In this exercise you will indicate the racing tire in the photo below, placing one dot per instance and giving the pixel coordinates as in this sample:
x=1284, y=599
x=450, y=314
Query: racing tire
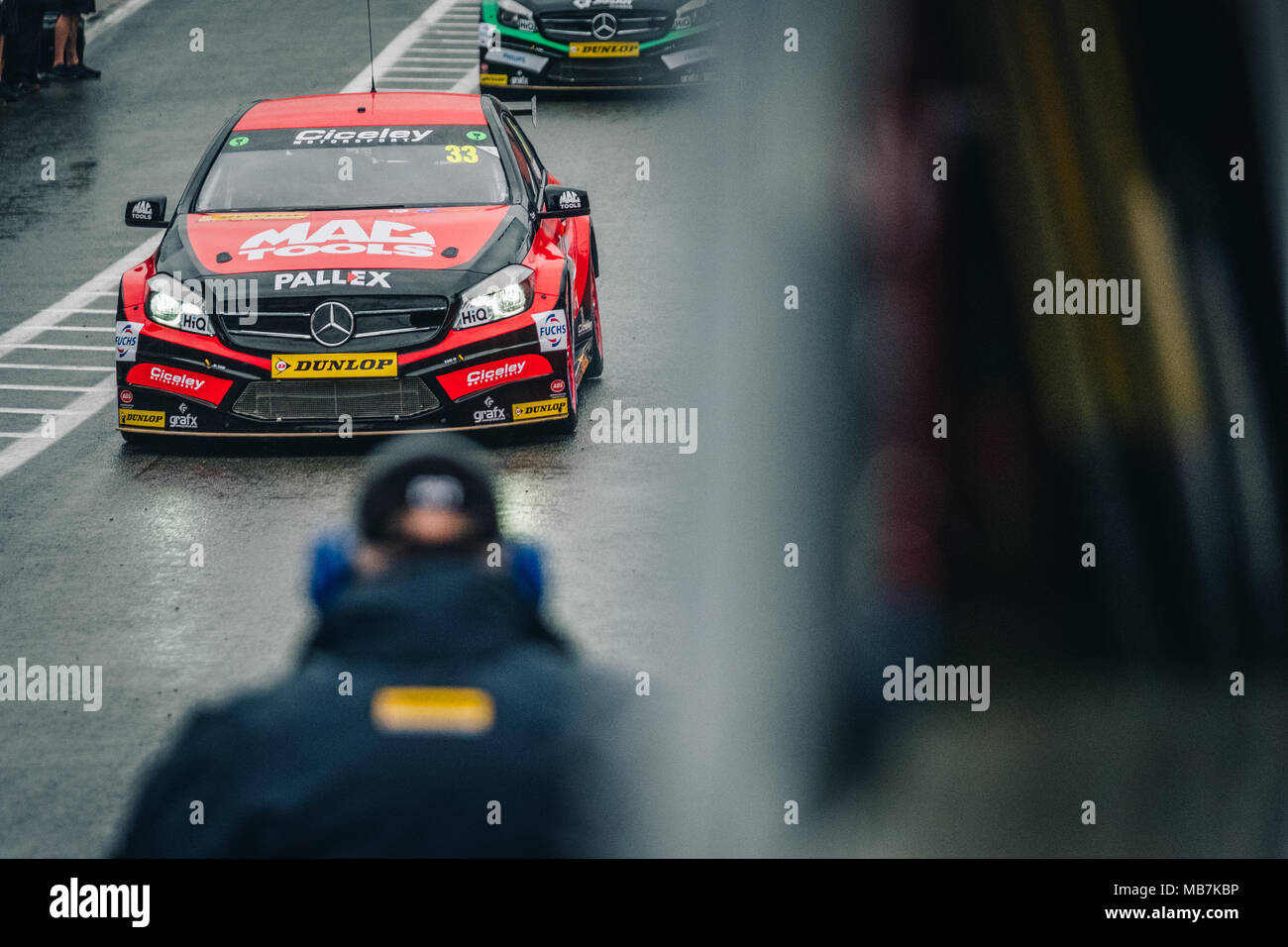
x=567, y=425
x=596, y=354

YOUR OBJECTIVE: Print verbatim every line above, apart from the pictures.

EXERCISE ANSWER:
In this exercise you will indicate the racing tire in the photo below, placing one dot per instance and giving the pixel coordinates as in this sample:
x=1284, y=599
x=450, y=314
Query: racing tire
x=567, y=425
x=596, y=354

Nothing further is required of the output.